**Aim of the exercise:** Print back each record unchanged, without pictures.

**Data listing:**
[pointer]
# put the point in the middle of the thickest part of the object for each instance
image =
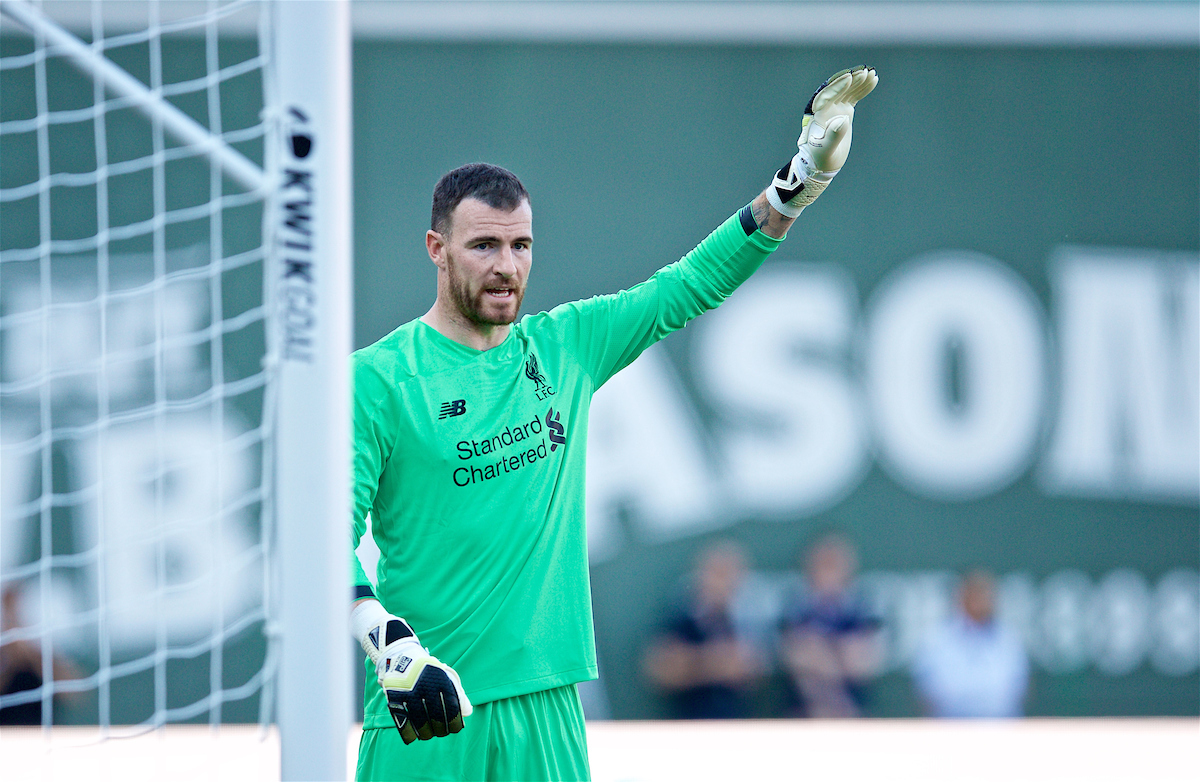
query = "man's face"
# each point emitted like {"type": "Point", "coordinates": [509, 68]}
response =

**Exercise response:**
[pointer]
# put the point in the middle of the thickest part of the object for each instance
image =
query = "man's face"
# each point emitted like {"type": "Point", "coordinates": [509, 68]}
response =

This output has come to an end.